Your instructions: Search the material for "every" and copy each line in which it is found.
Start of Records for this task
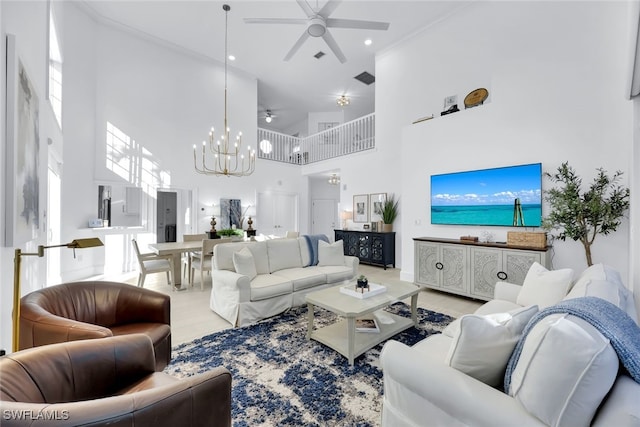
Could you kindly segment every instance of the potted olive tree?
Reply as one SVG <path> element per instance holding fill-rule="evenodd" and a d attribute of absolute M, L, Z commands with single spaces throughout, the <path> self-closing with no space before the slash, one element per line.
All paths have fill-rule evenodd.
End of Records for this task
Start of Records for this task
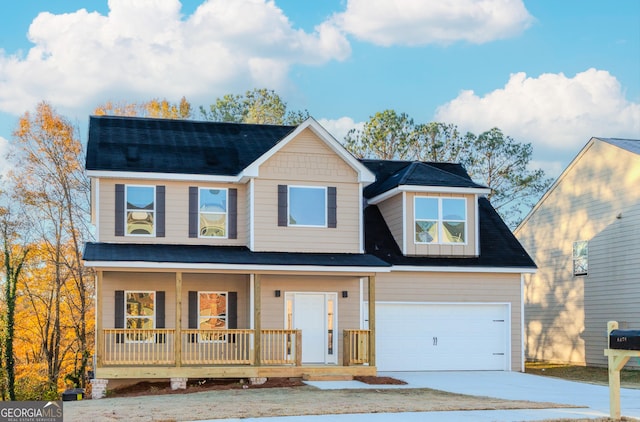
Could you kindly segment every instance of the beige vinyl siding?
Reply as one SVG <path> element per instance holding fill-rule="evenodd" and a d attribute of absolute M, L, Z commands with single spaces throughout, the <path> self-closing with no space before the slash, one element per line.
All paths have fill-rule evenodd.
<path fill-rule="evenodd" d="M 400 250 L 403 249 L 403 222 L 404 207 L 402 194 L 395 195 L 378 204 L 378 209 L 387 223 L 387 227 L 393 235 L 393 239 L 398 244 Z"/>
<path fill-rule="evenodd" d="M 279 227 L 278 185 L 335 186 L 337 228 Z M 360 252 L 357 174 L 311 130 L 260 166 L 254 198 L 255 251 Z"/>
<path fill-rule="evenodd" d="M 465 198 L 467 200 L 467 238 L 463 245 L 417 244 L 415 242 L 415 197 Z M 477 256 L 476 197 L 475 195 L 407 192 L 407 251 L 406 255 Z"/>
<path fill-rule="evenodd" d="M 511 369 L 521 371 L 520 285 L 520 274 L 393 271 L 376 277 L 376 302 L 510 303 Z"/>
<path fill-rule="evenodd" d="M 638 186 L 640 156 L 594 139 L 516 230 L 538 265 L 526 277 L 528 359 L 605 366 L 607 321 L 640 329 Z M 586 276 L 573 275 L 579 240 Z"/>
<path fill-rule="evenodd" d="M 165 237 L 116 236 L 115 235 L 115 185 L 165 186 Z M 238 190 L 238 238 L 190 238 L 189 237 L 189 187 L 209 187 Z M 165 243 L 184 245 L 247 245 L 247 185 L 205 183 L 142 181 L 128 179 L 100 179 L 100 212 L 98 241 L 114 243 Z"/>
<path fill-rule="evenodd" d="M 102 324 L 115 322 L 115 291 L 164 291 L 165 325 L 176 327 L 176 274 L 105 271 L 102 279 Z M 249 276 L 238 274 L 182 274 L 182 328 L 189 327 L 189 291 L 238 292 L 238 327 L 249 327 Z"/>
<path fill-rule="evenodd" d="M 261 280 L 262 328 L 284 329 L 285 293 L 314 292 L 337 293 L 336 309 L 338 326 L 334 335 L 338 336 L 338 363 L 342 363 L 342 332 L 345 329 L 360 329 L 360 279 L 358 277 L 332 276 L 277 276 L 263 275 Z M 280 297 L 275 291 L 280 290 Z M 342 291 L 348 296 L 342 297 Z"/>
End of Records for this task
Start of Records for this task
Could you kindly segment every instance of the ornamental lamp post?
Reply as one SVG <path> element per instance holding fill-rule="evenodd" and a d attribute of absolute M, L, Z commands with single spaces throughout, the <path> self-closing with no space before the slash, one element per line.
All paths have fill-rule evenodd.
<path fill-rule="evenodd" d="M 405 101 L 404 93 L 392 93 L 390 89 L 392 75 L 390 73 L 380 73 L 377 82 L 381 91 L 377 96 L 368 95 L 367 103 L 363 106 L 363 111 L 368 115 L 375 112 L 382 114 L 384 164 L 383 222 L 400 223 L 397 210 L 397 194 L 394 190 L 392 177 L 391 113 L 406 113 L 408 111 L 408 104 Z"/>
End of Records for this task
Reply to the exercise:
Could you kindly segment every instance of the potted olive tree?
Could you kindly segment every instance of the beige vinyl siding?
Could you kindly segment every instance of the ornamental lamp post?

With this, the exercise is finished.